Given records section start
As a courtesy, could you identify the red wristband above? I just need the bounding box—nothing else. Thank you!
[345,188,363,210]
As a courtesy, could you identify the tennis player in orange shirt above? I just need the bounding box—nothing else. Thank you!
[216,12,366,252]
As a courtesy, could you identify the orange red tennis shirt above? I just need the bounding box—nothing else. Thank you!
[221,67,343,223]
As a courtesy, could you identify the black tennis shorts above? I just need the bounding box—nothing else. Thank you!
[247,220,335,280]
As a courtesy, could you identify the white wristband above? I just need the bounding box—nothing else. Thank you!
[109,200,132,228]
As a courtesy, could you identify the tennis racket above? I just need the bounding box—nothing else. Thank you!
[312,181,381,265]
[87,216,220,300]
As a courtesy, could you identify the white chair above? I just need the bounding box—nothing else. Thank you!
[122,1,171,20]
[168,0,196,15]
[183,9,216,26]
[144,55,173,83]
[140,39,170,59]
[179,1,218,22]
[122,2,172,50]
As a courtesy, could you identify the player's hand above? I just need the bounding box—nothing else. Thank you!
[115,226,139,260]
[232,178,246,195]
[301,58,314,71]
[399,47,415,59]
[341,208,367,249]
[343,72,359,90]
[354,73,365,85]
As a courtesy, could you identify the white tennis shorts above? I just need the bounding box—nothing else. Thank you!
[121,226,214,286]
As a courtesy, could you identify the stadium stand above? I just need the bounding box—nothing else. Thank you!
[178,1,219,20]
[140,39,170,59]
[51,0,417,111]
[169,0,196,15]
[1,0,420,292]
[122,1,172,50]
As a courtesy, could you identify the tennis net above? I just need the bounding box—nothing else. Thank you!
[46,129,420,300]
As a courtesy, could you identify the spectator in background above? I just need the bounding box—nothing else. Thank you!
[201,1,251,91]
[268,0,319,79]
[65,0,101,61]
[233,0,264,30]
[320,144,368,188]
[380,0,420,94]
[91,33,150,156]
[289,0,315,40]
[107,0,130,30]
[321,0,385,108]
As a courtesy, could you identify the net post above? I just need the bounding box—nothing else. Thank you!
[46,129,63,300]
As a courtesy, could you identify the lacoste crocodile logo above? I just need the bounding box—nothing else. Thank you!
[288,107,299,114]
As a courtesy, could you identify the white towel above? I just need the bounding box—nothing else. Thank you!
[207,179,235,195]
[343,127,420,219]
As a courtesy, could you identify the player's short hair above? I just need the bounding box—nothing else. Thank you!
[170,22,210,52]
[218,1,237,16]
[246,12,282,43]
Given records section end
#### Assignment
Nothing in the records may change; output all of them exactly.

#### Output below
As a courtesy, could you identify the red wristband above? I just need the bounding box—nothing else. Thank you!
[345,188,363,210]
As a courtesy, could you identify the tennis player in orange shirt above? I just need the bounding box—nothing else. Thank you!
[216,12,366,252]
As a courtesy, could you identify the orange red tennis shirt above? I just need the bounding box—nothing else. Thank you!
[221,67,343,223]
As a courtesy, could you identify the black tennis shorts above? I just need the bounding box—nothing else. Thank you!
[247,220,335,280]
As a courtesy, could you identify the white wristband above? I just need the bounding box—nothing else. Thank you!
[109,200,132,228]
As a courtesy, could you identify the tennis racket above? I just need the bounding box—nothing else. Thank you!
[312,181,381,265]
[87,216,220,300]
As a courtesy, could you identify the white chair above? I just need the bounding box—nothing else. Thank you!
[122,1,171,20]
[168,0,196,15]
[183,9,216,26]
[144,55,173,83]
[140,39,170,59]
[179,1,218,22]
[122,2,172,50]
As a courtesy, could you identify the player's hand above? I just need the bounding box—nothing else. Thank you!
[115,226,139,260]
[232,178,246,195]
[301,58,314,71]
[399,47,415,59]
[341,208,367,249]
[343,72,359,90]
[354,73,365,85]
As a courtesy, could you identify the white tennis shorts above? I just need the bounding box—nothing else. Thank you!
[121,226,214,286]
As a courtesy, could you identify the stadium stand above? I just need the bounding box—nothing else. Thank you!
[178,1,219,20]
[140,39,170,59]
[51,0,417,111]
[169,0,196,15]
[1,0,420,292]
[122,1,172,50]
As a courtesy, could you identify the tennis net above? I just need the bounding box—nothing else. Thank you!
[46,129,420,300]
As a courtesy, could you identify the spectator in background above? I just need the bounding box—nothing else. Thank you!
[201,1,251,91]
[268,0,319,79]
[65,0,101,61]
[233,0,264,30]
[320,144,368,188]
[380,0,420,94]
[91,33,150,156]
[289,0,315,40]
[107,0,130,30]
[321,0,385,108]
As a courtesy, could you identify the net post above? I just need the bounding box—nothing else. Thank you!
[46,129,63,300]
As a courtesy, could you identify the lacoste crocodile logo above? I just need the bounding box—nothing else. Thank you!
[288,107,299,114]
As a courtesy, could you identify the white towel above? I just need the bounding box—nothing else. Thank you!
[207,179,235,195]
[343,127,420,219]
As a courtesy, could you identify the player's short hair above? I just need the bounding box—nothing else. Thank you!
[170,22,210,52]
[218,1,237,16]
[246,12,282,43]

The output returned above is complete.